- **Work task**
Provide a character-exact reproduction of the lines from the line with "sandy path -> point" to the end of the entries.

Segment Start: Material supplied

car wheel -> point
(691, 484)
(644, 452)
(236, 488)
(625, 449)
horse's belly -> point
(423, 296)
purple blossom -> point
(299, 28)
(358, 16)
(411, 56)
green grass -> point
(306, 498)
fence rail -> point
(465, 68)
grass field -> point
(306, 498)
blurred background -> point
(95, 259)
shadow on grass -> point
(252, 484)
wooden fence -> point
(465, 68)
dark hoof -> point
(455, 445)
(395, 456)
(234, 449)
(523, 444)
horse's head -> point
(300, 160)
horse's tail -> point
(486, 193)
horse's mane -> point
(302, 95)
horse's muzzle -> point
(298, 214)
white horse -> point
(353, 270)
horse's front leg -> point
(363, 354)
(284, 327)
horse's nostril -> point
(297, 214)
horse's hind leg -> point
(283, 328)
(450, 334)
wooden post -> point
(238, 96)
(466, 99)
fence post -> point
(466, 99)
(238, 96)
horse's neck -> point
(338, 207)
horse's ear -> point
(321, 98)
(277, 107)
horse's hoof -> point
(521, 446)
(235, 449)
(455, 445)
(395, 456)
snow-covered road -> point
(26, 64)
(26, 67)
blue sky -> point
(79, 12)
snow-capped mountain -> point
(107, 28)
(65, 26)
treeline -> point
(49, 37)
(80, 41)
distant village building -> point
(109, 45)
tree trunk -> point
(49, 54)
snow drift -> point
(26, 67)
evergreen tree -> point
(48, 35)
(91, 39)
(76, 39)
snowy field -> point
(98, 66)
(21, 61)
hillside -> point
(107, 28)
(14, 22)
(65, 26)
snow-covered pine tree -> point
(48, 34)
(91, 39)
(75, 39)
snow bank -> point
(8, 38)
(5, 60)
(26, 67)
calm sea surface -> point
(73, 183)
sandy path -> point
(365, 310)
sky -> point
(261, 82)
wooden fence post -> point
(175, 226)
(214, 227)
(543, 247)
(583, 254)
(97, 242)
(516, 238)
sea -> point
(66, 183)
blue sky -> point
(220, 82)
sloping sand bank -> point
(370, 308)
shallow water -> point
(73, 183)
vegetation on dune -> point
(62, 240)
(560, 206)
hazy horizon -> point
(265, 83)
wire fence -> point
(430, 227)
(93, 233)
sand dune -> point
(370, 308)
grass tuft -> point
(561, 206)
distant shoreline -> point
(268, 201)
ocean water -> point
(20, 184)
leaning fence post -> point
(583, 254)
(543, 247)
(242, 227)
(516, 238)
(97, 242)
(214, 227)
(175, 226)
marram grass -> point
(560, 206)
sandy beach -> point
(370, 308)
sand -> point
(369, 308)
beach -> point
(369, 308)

Segment End: Material supplied

- **Exercise result**
sandy path -> point
(365, 310)
sky -> point
(261, 82)
wooden fence post -> point
(175, 226)
(214, 227)
(543, 247)
(583, 254)
(97, 242)
(516, 238)
sea -> point
(66, 183)
blue sky -> point
(220, 82)
sloping sand bank -> point
(370, 308)
shallow water -> point
(73, 183)
vegetation on dune -> point
(62, 240)
(560, 206)
hazy horizon -> point
(265, 83)
wire fence -> point
(430, 227)
(93, 233)
sand dune -> point
(370, 308)
grass tuft -> point
(561, 206)
distant shoreline -> point
(268, 201)
ocean water -> point
(20, 184)
leaning fence post -> point
(583, 254)
(543, 247)
(242, 227)
(516, 238)
(97, 242)
(214, 227)
(175, 226)
marram grass -> point
(560, 206)
sandy beach -> point
(370, 308)
sand -> point
(369, 308)
beach -> point
(369, 308)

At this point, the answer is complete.